▼▼▼
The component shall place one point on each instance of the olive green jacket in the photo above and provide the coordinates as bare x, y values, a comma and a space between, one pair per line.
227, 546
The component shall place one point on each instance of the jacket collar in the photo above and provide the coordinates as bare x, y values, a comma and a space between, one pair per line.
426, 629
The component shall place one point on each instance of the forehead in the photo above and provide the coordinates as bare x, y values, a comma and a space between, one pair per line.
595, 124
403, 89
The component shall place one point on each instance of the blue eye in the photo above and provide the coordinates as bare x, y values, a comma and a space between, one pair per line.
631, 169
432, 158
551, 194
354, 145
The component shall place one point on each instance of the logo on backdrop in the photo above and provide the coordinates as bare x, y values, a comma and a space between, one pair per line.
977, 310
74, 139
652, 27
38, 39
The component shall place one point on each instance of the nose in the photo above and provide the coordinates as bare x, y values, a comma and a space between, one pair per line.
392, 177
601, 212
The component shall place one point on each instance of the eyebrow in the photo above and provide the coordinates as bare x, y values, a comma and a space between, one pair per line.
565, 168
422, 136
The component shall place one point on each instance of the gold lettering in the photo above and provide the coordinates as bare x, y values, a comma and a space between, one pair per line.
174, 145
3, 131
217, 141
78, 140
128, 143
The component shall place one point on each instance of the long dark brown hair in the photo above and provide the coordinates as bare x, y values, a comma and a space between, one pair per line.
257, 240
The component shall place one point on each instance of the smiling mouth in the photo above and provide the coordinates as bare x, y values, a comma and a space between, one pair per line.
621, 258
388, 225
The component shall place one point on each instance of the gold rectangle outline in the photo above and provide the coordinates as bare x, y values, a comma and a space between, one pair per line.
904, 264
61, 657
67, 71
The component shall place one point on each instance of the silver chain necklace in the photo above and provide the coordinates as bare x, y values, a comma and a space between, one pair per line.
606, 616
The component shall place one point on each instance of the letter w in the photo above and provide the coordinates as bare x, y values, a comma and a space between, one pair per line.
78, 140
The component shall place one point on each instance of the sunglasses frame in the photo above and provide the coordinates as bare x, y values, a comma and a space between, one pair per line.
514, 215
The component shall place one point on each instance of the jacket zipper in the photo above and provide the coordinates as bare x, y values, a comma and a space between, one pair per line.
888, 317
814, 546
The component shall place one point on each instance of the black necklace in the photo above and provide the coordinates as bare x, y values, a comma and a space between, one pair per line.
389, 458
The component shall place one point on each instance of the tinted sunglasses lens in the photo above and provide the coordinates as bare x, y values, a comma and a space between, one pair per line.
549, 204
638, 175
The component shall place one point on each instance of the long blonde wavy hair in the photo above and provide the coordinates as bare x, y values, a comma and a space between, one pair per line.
▲▲▲
● To be done:
Return each entry above word for word, keeping the original order and putting each on its own line.

● The solution:
The component shall place one point on each instance of the olive green jacket in the photo above and provide the coordinates as bare x, y values, a comma and a space between, one pair per line.
227, 546
The component shall place one point on each instance of the jacket collar in the photo above and provide the coordinates as bare x, y values, a comma and a space between, one pair per line.
426, 629
The component shall place one point on each instance of the forehead in the photo above and provide the coordinates as bare x, y values, a comma and a space between, one pair per line.
595, 124
403, 89
The component shall place one point on each instance of the blue eye in the photo above and provide the coordinates as bare x, y values, a comma and a space between, one pair per line.
631, 169
432, 158
551, 194
354, 145
The component shall place one point on each instance of the logo on backdrop in the photo above and provide the coordinates as bare x, y values, a comma and a space between, one pair per line.
977, 310
74, 139
652, 27
38, 39
The component shall place one point on each instance of the nose in the photo above and provide the coordinates as bare x, y values, a comma and a space between, one pair per line.
392, 177
601, 212
The component shall place one point on each instance of the eyebrow in the photo above and provide the coordinates as bare x, y values, a comma and a space between, one pair per line.
565, 168
422, 136
The component shall place one point on each instance of the gold lettering in the photo above and provide the coordinates as bare x, y values, a comma and a space between, one pair per line.
174, 145
3, 131
217, 141
78, 140
128, 143
The component shall place one point on each instance of the long dark brown hair in the photo above and provide the coordinates as bare x, y values, a comma and a space between, one pair per line.
257, 240
The component shall place one point on each instance of the smiling mouth in the photo above and provide the coordinates as bare x, y values, a comma and a space between, one pair per line.
621, 258
388, 225
The component shall place one point on each instance of the gold rectangle outline in the photo above and provide the coordinates as bare x, y values, a comma and a space between, one pair per line.
904, 264
61, 657
67, 71
The component shall place one point on each instance of the silver chain necklace in the photo above and provide the coordinates as bare x, y values, a comma and a space between, one pair per line.
606, 616
The component shall place one point on each instance of the letter w in the photo above and provide the coordinates as bare x, y values, a comma and a space between, one pair per line.
78, 140
The component shall place one point on each instance of the sunglasses frame in the photo above and provide the coordinates as bare x, y values, a comma and a space between, one pair per line.
514, 215
The component shall place one point on each instance of the jacket zipper in the photo above and provide the coordinates as bare x, y values, a comma and a space between, one pair per line.
888, 317
814, 546
The component shall place one point on each instance of the black necklace in the photo above and provide the coordinates as bare x, y values, a comma and a space between, one pair per line.
389, 458
The component shall place one point on each instance of the tinted sunglasses lens in the photo above and provide the coordinates as bare x, y values, a comma and a space between, one pair per line.
549, 204
638, 175
The component shall place one point on each instance of the long blonde wavy hair in the photo above and provide the coordinates as bare x, y values, a comma and a space between, one pair per line.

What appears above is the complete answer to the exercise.